S’est-il évadé, a-t-il été libéré ?[i] Et si oui pour quel motif : sanitaire, échanges avec « volontaire » du STO ? 

 

Minutes actes mariages Gitla et Roger SEEUWS
SEEUWS-Gitla-nee-ZYLBERBERG © SHD de Caen DAVCC-21-P-537-780-38

Roger SEEUWS est le fils de Victor Auguste et Julina Adellina SECRETAIN. C’est un couvreur plombier français (« aide fumiste »). Le peu de traces de Roger Seeuws dans les demandes de recherche de Gitla après la guerre (une en mars 1946, cf infra) pose la question d’un mariage de « complaisance » qui aurait permis à Gitla d’acquérir la nationalité française par naturalisation et de protéger ainsi aussi davantage ses enfants. C’est une hypothèse que nous n’avons pas pu vérifier. La naturalisation a été rendue particulièrement difficile en France à partir de la loi du 22 juillet 1940, portée par le ministre de la Justice du gouvernement du Vichy, Raphaël ALIBERT. Tout est mis en œuvre dans le cadre d’une politique antisémite d’État pour empêcher les Juifs d’obtenir la nationalité française. Pire encore, certains naturalisés d’après 1927, ont même été déchus de leur nationalité française ainsi que leurs enfants nés en France. Les enfants Lemel nés en France ont été déclarés français par le juge de paix du XXe arrondissement.

• Lignes extraites
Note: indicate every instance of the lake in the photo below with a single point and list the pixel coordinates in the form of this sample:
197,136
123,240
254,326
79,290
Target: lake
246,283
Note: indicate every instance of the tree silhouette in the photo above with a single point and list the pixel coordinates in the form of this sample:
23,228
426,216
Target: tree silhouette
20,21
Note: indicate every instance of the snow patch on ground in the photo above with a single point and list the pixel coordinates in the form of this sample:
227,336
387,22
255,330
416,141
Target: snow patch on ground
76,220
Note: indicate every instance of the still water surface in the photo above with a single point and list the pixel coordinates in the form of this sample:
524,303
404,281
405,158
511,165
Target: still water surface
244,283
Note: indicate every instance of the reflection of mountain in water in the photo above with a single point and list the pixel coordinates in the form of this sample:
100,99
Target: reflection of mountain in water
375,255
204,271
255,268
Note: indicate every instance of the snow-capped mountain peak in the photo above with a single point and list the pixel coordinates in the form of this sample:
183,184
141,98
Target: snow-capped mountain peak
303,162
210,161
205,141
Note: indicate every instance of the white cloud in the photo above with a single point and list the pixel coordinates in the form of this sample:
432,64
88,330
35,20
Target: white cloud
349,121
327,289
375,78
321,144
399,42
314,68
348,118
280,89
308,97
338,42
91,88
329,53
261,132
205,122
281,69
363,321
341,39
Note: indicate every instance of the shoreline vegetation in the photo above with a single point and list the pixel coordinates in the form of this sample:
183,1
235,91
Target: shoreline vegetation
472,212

--

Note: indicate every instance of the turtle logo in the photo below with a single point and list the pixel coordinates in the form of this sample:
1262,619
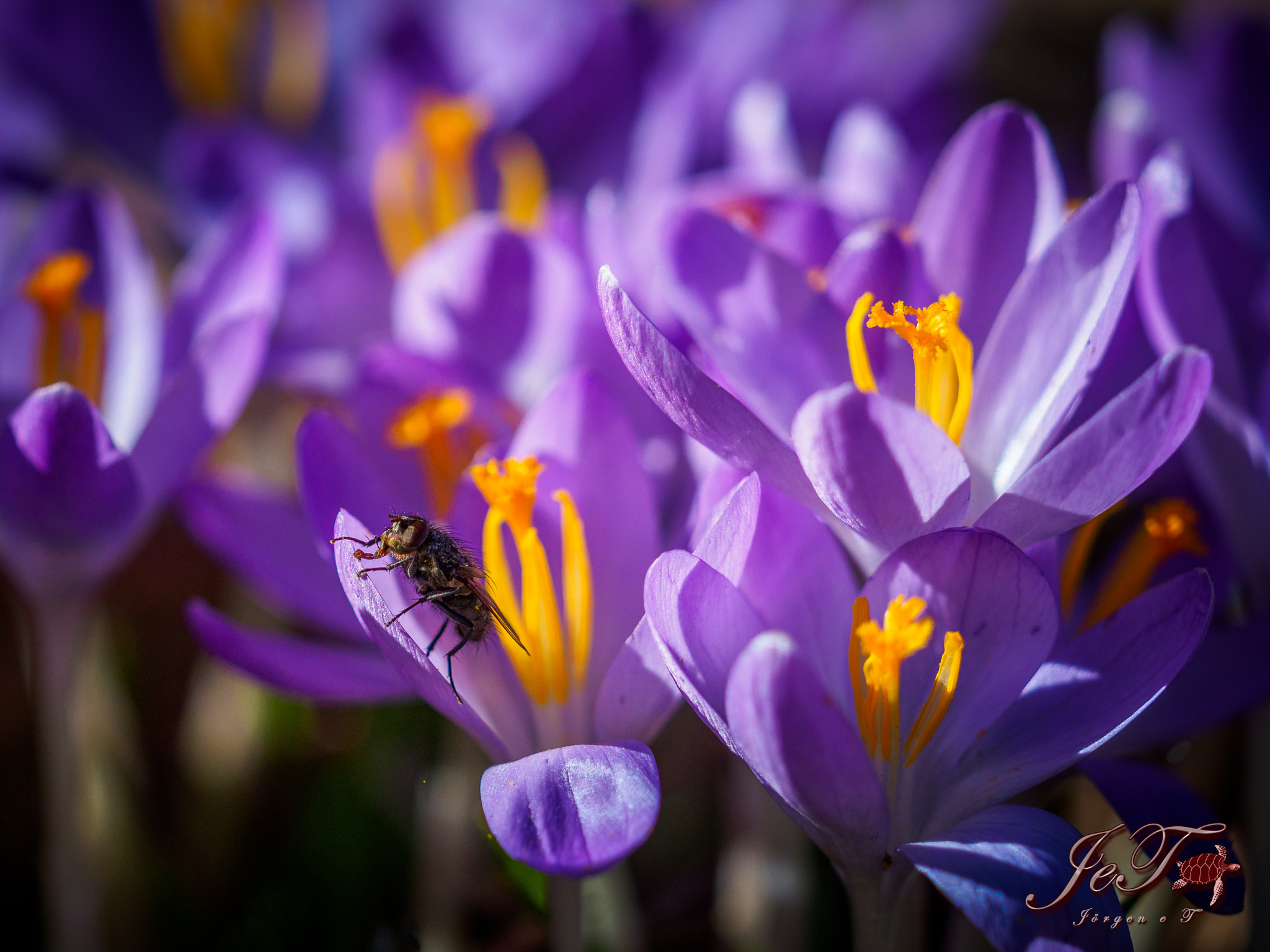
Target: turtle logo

• À produire
Répondez à ces questions d'après le texte cité :
1. Quel métier exerce Roger Seeuws ?
2. Quel ministre de la Justice a porté la loi du 22 juillet 1940 ?
3. Qui a déclaré français les enfants Lemel nés en France ?

• Résultat attendu
1. Couvreur plombier (« aide fumiste »).
2. Raphaël Alibert, ministre de la Justice du gouvernement de Vichy.
3. Le juge de paix du XXe arrondissement.